→ To do: State how many lines of the material below contain the string "wooden", giving only the number. Matching is case-sensitive.

**** Record list ****

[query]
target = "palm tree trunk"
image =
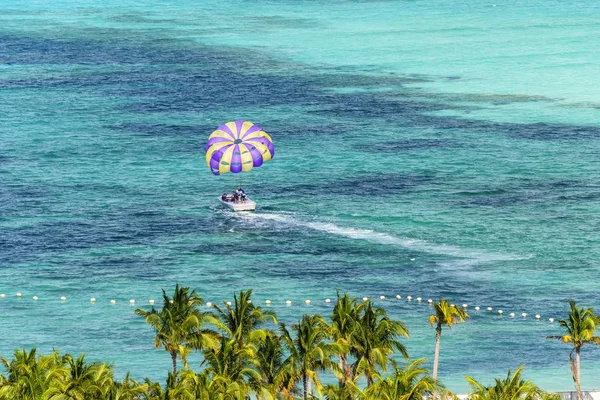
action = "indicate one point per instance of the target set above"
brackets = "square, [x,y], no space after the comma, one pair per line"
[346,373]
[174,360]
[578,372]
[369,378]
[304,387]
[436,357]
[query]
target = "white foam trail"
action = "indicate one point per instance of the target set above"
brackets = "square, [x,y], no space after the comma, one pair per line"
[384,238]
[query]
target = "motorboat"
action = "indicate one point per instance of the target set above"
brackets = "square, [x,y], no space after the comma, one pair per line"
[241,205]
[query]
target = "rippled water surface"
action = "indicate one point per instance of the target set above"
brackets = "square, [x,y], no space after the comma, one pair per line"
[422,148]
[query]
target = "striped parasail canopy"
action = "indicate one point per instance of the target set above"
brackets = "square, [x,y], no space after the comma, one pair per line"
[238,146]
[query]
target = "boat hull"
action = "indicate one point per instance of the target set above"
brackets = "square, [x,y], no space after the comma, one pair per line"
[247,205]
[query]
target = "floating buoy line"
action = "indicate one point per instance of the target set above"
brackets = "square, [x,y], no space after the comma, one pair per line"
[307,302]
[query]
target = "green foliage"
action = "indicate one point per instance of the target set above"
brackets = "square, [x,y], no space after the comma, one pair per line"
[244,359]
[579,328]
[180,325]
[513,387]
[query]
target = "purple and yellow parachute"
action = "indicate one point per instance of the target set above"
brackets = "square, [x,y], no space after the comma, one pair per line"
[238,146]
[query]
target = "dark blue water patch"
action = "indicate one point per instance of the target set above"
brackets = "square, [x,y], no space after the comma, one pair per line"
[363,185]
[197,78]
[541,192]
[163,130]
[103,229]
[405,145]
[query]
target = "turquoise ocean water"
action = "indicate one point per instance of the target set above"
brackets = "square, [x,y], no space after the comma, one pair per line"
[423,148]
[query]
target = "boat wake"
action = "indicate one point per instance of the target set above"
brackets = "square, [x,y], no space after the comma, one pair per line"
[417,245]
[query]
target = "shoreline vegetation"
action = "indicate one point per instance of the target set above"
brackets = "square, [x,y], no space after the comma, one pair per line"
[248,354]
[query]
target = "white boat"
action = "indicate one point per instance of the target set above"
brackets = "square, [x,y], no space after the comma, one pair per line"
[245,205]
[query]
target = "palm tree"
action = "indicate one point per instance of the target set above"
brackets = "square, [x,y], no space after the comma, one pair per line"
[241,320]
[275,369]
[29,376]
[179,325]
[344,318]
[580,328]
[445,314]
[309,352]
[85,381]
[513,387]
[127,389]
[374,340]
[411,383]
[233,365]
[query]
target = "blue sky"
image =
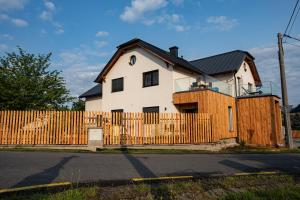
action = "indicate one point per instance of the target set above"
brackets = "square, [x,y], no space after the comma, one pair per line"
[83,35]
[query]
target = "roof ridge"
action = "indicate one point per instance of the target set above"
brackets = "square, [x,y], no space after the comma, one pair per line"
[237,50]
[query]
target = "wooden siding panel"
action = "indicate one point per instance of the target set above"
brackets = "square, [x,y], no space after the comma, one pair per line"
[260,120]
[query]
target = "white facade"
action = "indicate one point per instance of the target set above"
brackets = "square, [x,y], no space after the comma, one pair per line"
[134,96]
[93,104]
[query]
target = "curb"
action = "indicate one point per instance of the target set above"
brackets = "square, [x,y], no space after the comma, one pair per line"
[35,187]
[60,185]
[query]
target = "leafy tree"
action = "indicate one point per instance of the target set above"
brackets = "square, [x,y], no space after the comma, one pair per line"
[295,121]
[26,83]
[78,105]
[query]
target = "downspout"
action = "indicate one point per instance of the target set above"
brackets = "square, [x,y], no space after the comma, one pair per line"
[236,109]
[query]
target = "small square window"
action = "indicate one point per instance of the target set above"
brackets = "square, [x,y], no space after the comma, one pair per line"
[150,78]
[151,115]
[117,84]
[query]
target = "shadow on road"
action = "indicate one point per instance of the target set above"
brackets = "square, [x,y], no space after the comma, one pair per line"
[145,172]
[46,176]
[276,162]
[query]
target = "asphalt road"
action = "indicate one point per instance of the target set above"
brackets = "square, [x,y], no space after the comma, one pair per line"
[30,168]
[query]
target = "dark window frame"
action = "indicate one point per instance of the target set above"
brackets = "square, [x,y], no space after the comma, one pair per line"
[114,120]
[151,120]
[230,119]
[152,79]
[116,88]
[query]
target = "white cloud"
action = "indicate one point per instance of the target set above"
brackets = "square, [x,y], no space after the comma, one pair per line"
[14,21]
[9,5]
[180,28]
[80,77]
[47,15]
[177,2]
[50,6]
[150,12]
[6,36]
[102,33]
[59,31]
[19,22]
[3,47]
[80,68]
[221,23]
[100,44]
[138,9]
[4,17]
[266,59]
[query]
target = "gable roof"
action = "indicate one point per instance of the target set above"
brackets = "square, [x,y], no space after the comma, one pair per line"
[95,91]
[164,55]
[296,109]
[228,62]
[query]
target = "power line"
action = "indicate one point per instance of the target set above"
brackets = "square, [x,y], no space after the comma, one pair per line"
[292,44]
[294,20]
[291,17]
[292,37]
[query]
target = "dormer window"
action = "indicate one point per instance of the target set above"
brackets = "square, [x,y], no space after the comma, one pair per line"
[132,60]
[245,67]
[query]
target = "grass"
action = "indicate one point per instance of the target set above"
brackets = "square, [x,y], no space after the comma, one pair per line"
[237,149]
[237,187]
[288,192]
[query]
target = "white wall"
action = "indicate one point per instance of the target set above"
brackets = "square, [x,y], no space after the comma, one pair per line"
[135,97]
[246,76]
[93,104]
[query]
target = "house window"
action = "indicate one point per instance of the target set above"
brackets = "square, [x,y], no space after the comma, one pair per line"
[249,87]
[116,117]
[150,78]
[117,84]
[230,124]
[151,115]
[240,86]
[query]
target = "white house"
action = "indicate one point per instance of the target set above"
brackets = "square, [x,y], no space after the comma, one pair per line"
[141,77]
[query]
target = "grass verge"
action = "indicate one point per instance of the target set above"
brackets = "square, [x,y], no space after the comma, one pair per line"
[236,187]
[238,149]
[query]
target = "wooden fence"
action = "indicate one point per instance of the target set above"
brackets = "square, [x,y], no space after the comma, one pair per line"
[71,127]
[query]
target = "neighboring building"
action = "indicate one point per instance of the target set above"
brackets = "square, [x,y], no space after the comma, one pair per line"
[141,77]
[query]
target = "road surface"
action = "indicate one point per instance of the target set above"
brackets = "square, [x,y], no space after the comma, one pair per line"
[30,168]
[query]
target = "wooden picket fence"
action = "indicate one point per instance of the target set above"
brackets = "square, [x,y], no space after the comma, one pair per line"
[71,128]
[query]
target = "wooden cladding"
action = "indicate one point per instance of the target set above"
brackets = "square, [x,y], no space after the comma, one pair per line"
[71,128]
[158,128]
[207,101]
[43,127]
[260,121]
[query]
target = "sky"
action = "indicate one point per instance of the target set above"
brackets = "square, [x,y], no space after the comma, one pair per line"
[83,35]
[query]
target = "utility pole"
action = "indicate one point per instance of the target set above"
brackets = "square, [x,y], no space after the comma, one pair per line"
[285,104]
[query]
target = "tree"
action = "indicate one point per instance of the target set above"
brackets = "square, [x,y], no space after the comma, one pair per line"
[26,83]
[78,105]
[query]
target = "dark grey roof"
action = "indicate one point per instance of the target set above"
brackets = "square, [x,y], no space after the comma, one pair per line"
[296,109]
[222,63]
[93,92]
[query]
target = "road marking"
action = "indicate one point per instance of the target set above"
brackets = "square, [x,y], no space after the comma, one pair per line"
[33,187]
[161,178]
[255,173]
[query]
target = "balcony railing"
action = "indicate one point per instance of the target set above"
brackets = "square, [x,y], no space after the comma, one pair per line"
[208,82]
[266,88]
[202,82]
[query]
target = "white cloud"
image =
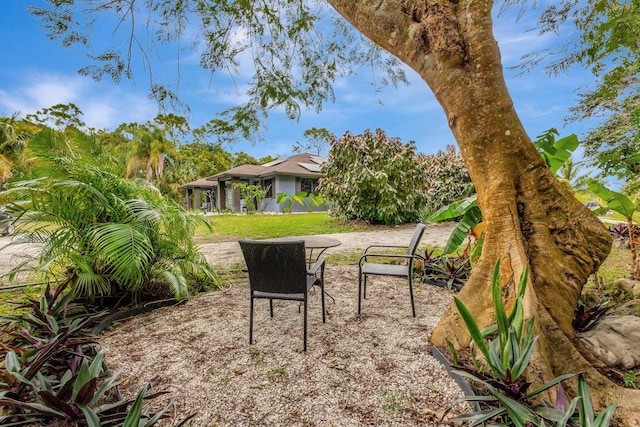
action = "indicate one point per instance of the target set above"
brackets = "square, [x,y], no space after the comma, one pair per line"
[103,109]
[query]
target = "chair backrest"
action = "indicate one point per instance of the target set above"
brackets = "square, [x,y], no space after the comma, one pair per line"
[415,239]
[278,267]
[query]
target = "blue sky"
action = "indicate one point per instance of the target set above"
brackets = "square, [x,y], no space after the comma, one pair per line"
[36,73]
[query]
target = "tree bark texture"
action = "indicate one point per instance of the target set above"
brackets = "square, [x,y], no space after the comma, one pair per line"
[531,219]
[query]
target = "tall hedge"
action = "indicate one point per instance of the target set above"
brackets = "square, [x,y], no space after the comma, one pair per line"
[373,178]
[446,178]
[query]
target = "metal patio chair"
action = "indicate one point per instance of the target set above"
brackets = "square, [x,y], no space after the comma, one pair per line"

****

→ Solution to the problem: 4